**TESTO DATO**
========================================

L’editto di Nantes: Un trionfo della tolleranza?

“QUESTO mi crocifigge!” Fu con questa esclamazione che, nel 1598, papa Clemente VIII accolse la notizia della firma dell’editto di Nantes da parte di Enrico IV re di Francia. Quattrocento anni dopo, anziché suscitare risentimento e opposizione, l’editto è celebrato come atto di tolleranza e come uno dei passi più significativi verso la garanzia della libertà di religione per tutti. Cos’era l’editto di Nantes? Fu davvero un trionfo della tolleranza? E cosa insegna a noi oggi?

Un’Europa dilaniata dalla guerra

L’Europa del XVI secolo era caratterizzata dall’intolleranza e da sanguinose guerre di religione. “Mai prima del XVI secolo i seguaci di Cristo si erano fatti così tanto beffe del suo insegnamento ‘Abbiate amore fra voi’”, osserva uno storico. Alcuni paesi, come la Spagna e l’Inghilterra, perseguitavano senza pietà le minoranze religiose. Altri, come la Germania, avevano adottato il principio del “cuius regio, eius religio”, secondo cui chi governava un territorio ne decideva la religione. Chiunque non fosse d’accordo con la scelta religiosa del governante era costretto ad andarsene. La guerra si evitava tenendo le religioni separate, e quasi nessuno si provava a far coesistere religioni diverse.

========================================

**DATI IN INGRESSO**
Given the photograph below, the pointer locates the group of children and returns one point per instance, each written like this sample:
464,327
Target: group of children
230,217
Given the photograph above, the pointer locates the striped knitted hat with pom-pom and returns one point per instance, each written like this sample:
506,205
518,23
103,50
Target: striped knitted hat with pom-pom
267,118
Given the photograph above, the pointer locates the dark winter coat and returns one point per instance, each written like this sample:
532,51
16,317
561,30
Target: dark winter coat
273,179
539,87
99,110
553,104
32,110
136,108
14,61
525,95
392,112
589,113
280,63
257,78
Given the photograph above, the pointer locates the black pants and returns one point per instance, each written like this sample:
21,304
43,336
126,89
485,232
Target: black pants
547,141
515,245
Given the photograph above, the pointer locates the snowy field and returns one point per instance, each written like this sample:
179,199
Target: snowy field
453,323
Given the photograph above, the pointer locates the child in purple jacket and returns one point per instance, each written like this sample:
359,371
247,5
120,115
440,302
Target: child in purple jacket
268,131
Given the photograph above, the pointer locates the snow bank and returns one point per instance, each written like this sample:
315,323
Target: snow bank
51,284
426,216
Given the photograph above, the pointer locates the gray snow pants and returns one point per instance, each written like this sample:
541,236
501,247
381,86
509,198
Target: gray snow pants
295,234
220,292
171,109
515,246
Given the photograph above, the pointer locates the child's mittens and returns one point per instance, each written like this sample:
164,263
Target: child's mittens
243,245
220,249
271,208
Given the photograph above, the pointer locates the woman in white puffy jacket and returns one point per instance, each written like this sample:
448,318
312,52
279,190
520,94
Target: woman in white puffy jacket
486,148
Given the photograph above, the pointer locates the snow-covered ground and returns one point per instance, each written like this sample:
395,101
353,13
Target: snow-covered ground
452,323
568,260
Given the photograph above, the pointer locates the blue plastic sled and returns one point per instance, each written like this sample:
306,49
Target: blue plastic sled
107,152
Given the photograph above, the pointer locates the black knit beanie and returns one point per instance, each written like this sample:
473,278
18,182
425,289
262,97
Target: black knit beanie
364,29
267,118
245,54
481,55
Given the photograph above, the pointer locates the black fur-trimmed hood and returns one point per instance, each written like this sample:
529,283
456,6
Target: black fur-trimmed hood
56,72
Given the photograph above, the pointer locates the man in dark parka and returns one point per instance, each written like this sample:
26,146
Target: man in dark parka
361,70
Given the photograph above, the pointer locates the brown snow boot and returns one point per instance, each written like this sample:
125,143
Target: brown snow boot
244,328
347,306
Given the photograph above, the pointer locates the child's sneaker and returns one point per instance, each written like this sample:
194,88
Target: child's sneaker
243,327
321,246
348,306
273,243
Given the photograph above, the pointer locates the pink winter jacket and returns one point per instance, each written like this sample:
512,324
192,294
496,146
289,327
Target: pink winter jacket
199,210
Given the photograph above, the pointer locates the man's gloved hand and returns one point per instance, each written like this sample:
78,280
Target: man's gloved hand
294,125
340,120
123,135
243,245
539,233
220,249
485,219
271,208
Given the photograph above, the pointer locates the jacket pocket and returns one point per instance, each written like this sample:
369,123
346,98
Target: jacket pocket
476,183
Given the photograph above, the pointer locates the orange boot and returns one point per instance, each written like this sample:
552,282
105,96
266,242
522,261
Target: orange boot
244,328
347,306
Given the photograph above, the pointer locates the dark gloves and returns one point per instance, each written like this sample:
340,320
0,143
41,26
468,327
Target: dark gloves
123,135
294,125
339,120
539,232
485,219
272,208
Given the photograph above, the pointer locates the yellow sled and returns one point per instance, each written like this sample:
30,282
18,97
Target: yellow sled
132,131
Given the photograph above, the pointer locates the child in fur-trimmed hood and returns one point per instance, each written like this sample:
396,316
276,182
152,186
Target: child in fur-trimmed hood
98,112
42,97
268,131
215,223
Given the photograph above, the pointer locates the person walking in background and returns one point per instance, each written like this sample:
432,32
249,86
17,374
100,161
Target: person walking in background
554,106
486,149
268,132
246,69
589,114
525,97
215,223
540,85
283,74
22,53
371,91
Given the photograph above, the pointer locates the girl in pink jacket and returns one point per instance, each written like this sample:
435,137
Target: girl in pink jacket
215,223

========================================

**DA FARE**
a: Perché, secondo il testo sull'editto di Nantes, in paesi come la Germania chi non condivideva la religione del governante doveva andarsene? Spiegalo in una-tre frasi.
b: Indica quante righe dei record contengono la stringa "gloves". Rispondi solo con il numero.

**IN RISPOSTA**
a: In quei paesi vigeva il principio del "cuius regio, eius religio", secondo cui chi governava un territorio ne decideva la religione. Chi non era d'accordo con la scelta religiosa del governante era quindi costretto ad andarsene.

b: 2